HOW TO COMPLETE THIS TASK
Your job is to report every line of the entries that has "cluster".

EXTRACTED DATA
=======

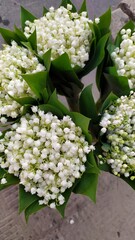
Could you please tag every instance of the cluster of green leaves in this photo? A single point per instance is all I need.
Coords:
(108, 79)
(61, 78)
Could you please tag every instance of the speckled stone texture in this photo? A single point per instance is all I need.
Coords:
(113, 216)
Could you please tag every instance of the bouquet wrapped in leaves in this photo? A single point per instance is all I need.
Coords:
(51, 150)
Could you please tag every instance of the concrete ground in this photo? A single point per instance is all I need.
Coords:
(113, 216)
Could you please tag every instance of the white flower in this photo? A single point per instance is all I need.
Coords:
(46, 162)
(120, 134)
(15, 61)
(63, 31)
(124, 56)
(3, 181)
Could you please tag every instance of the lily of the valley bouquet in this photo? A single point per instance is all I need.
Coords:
(51, 150)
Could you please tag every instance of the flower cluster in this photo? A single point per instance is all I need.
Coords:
(47, 154)
(15, 61)
(119, 124)
(63, 31)
(124, 56)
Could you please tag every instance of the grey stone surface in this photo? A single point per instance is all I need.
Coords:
(113, 216)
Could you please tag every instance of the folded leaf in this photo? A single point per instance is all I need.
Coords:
(9, 36)
(97, 57)
(108, 101)
(105, 21)
(88, 186)
(87, 104)
(37, 82)
(56, 103)
(25, 198)
(49, 108)
(33, 40)
(83, 122)
(65, 2)
(47, 60)
(83, 7)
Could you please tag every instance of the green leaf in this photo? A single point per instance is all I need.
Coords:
(20, 34)
(57, 104)
(61, 208)
(2, 172)
(47, 60)
(92, 165)
(25, 198)
(25, 100)
(87, 103)
(108, 101)
(97, 57)
(45, 10)
(33, 208)
(65, 2)
(118, 84)
(26, 15)
(62, 65)
(33, 40)
(105, 21)
(37, 82)
(11, 180)
(83, 122)
(8, 35)
(83, 7)
(49, 108)
(88, 186)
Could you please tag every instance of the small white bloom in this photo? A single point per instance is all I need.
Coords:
(3, 181)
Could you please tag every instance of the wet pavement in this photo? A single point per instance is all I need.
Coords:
(113, 216)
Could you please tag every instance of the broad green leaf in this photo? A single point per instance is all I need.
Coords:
(65, 2)
(11, 180)
(27, 45)
(45, 10)
(111, 48)
(66, 195)
(57, 104)
(8, 35)
(47, 60)
(25, 198)
(108, 101)
(49, 108)
(97, 57)
(105, 21)
(33, 208)
(88, 185)
(45, 95)
(118, 39)
(2, 172)
(25, 100)
(37, 82)
(83, 7)
(92, 161)
(20, 34)
(63, 76)
(87, 104)
(26, 15)
(83, 122)
(118, 84)
(33, 40)
(62, 65)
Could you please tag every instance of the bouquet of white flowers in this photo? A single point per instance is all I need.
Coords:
(46, 148)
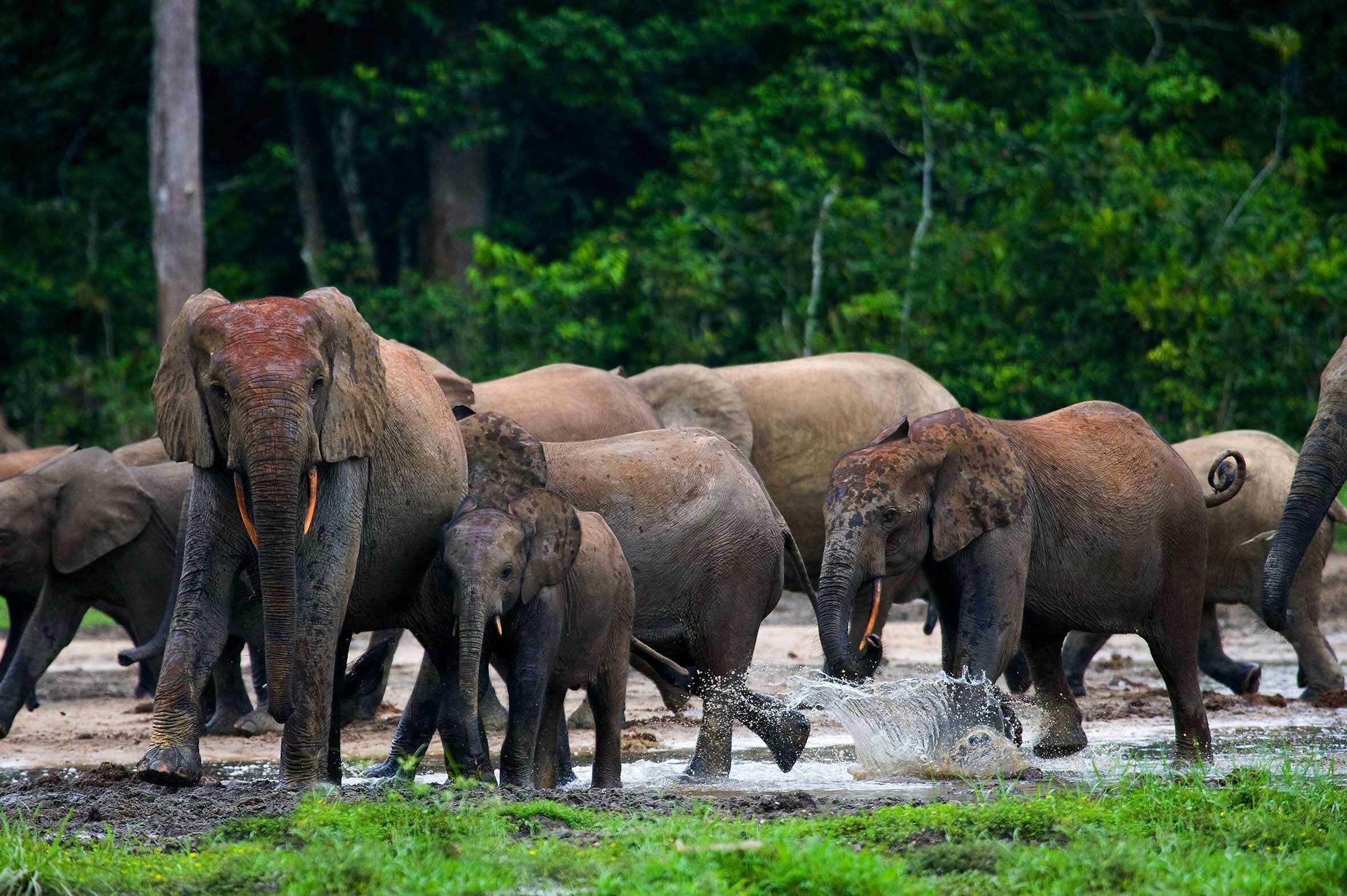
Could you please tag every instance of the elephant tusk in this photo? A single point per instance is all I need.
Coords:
(243, 509)
(875, 614)
(313, 498)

=======

COMPLETED EXERCISE
Could you please tag every instance of the cluster of green leaves in this photo? A single point per instance is all I need.
Could you please tag every instance of the flower cluster in this photo? A single point per instance is all I need.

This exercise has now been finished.